- DIRECTIONS -
Report each line of the records below that contains the word "face", copying every such line in full.

[DATA FOR THE TASK start]

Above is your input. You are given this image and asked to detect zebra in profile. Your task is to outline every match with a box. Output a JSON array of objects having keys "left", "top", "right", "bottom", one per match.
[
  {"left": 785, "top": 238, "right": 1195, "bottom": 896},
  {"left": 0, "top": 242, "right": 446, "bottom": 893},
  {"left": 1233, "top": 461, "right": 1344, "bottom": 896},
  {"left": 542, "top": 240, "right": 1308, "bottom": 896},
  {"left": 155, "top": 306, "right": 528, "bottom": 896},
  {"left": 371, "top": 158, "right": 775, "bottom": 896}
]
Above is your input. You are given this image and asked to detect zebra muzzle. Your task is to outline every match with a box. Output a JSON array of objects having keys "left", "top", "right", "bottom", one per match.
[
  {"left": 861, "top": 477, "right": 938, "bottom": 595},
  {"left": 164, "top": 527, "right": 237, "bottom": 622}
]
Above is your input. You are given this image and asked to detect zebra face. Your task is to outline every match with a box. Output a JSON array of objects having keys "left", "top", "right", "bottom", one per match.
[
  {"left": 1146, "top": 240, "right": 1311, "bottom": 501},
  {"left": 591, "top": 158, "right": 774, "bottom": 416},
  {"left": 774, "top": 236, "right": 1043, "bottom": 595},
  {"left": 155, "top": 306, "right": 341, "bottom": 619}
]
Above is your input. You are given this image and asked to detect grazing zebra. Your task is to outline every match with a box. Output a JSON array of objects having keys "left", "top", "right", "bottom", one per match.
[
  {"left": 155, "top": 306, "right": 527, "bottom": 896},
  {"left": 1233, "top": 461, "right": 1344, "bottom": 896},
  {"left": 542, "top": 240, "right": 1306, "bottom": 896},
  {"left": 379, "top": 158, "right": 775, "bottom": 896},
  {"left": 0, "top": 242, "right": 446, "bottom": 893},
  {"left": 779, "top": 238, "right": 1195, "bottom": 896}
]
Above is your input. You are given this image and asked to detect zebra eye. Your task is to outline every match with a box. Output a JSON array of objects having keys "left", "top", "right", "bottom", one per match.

[DATA FOR THE TASK end]

- OUTPUT OF THE TASK -
Above is your input. You are given this image and asked to detect zebra face. Your task is to outline every match with a box. Output a JSON array of objects having keys "left", "top", "right", "bottom", one per match.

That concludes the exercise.